What is required -
In the records below, locate the line containing "Could you point out the blue sky", then extract it and all following lines exactly, ending with the last line.
-- Start Listed records --
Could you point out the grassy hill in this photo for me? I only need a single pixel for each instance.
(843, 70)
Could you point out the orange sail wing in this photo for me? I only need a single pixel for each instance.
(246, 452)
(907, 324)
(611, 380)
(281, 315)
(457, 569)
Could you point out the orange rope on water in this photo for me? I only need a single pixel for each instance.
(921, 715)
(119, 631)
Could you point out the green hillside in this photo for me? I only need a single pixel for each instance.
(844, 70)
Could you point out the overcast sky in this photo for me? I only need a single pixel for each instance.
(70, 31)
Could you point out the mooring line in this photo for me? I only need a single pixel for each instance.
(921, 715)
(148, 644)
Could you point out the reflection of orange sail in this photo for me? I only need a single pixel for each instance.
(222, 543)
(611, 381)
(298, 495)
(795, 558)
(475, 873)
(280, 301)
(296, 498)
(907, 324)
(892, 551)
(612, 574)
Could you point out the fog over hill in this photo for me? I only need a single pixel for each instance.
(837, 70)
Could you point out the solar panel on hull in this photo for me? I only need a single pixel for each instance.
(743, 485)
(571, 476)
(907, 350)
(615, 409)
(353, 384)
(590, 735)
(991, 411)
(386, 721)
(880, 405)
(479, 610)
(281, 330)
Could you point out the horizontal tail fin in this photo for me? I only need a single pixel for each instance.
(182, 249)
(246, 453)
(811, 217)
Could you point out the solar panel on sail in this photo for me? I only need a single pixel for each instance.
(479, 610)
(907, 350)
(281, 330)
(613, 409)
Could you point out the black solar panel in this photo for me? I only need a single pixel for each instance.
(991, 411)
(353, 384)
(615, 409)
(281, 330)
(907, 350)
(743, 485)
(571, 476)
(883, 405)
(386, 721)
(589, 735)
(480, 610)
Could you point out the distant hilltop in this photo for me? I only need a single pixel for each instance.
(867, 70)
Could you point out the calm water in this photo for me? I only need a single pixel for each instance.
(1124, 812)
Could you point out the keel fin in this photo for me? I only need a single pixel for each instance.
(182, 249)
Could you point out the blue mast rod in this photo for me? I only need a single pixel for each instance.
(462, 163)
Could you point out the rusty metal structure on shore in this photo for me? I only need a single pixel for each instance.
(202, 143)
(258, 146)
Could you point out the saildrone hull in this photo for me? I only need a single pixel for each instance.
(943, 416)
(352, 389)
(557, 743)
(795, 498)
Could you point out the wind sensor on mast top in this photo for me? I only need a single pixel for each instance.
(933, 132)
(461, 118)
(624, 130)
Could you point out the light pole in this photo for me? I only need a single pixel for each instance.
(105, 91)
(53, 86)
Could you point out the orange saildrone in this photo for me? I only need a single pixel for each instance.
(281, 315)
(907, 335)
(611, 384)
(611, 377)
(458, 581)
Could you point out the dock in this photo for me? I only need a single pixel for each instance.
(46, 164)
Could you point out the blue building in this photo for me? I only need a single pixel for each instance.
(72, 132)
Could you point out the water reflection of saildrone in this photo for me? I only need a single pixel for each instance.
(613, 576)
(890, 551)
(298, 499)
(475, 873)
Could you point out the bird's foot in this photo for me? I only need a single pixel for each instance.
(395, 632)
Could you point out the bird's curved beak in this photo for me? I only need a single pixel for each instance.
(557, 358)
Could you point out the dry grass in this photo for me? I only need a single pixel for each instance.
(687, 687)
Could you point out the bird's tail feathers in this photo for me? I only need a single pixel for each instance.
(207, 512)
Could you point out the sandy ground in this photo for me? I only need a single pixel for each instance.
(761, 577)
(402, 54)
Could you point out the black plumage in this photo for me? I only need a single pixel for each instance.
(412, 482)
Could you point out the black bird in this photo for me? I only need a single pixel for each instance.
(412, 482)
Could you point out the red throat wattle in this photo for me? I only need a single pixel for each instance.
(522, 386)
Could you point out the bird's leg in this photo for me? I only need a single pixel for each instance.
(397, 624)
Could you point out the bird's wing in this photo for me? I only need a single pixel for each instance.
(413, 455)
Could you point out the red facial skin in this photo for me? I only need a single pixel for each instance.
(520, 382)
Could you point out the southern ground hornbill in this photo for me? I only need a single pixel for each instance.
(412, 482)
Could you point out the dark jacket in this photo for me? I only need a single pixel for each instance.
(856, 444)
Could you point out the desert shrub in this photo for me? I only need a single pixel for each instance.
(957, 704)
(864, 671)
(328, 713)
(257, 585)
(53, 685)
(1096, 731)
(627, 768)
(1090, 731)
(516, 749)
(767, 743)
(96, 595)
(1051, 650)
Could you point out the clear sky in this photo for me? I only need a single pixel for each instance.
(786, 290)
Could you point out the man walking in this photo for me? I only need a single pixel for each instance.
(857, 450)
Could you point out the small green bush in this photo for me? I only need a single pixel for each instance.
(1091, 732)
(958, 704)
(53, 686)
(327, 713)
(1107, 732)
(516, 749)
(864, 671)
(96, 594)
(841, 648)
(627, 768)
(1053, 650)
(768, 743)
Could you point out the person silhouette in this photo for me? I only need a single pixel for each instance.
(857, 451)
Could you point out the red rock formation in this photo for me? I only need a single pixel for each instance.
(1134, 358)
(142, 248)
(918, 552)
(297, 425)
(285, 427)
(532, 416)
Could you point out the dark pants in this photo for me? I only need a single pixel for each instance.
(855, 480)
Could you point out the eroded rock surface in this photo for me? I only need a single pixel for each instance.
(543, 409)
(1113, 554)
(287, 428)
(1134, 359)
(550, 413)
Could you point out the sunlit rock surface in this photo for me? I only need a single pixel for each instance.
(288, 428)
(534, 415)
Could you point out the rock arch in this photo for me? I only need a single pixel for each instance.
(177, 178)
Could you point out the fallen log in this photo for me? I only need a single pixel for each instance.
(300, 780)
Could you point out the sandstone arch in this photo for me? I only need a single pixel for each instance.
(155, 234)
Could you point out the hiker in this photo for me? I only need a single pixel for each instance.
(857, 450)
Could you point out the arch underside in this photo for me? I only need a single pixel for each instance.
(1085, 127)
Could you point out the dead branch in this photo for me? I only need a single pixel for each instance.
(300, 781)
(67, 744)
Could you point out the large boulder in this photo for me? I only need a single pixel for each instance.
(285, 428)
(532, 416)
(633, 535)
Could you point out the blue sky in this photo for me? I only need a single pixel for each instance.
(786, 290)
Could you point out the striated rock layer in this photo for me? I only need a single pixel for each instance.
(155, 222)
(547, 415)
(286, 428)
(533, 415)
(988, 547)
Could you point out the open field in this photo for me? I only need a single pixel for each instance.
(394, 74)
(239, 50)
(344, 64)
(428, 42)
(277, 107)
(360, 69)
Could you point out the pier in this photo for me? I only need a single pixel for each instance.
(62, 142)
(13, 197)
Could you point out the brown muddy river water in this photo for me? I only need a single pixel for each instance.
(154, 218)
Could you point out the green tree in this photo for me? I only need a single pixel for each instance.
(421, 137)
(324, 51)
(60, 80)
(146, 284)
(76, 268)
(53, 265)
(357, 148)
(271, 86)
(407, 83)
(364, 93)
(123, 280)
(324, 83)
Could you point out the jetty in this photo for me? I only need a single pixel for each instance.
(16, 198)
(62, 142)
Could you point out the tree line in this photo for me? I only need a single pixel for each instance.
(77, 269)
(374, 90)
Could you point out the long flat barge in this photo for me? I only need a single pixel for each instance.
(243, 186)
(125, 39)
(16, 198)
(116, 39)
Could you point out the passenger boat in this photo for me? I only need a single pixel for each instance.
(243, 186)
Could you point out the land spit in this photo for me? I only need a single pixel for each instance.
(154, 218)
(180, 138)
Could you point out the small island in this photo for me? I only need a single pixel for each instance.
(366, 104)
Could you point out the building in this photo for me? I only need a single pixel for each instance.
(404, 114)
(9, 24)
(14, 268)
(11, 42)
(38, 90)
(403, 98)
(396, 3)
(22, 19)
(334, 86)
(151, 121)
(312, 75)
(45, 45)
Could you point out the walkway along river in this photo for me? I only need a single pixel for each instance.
-- End Listed records --
Result below -
Could you point out the blue sky in this photo for me? I only need a single pixel for each instance.
(786, 290)
Could you point out the striated rock layer in this photo for me? I only need a single pixel for each instance.
(155, 222)
(547, 415)
(286, 428)
(533, 415)
(988, 547)
Could you point out the open field in this photo for me? I only need a single pixel for each instance.
(394, 74)
(239, 50)
(344, 64)
(428, 42)
(277, 107)
(360, 69)
Could you point out the pier in this photo for me? I only need a single pixel for each instance.
(62, 142)
(13, 197)
Could you point out the brown muddy river water in this photo for me? I only need a single pixel for each instance.
(154, 218)
Could you point out the green tree in this photo for me? I only need a single pixel for each instance.
(421, 137)
(324, 51)
(60, 80)
(146, 284)
(76, 268)
(53, 265)
(357, 148)
(271, 86)
(407, 83)
(364, 93)
(123, 280)
(324, 83)
Could you point out the jetty in this photo for me? I only need a single pixel for each instance.
(16, 198)
(62, 142)
Could you point out the tree line in this photo for me? I only need a single pixel for each instance.
(77, 269)
(374, 90)
Could you point out the long flat barge in this photo for me? I only need a single pixel for each instance.
(243, 186)
(125, 39)
(16, 198)
(116, 39)
Could you point out the passenger boat in this photo for me? I only need a single pixel for each instance.
(243, 186)
Could you point out the land spit in this photo for me? I only need a single pixel for each instance.
(154, 218)
(180, 138)
Could you point out the small island in this photo for me? I only need a single pixel for each instance.
(366, 104)
Could you point out the building in this photo for me? I only need a single pixel for each instance.
(404, 114)
(9, 24)
(14, 268)
(11, 42)
(38, 90)
(403, 98)
(396, 3)
(22, 19)
(334, 86)
(151, 121)
(312, 75)
(45, 45)
Could you point out the walkway along river in this photo for me? I only need a single pixel for each instance.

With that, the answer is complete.